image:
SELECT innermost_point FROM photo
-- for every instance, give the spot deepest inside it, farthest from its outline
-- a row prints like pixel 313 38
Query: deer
-------------------------
Goal of the exercise: Turn every line of the material above into a numbered list, leaving out any blank lines.

The response:
1. image:
2. SELECT innermost_point FROM photo
3. -- for every instance, give the spot deepest inside it, farthest from its outline
4. -- a row prints like pixel 313 38
5. Query: deer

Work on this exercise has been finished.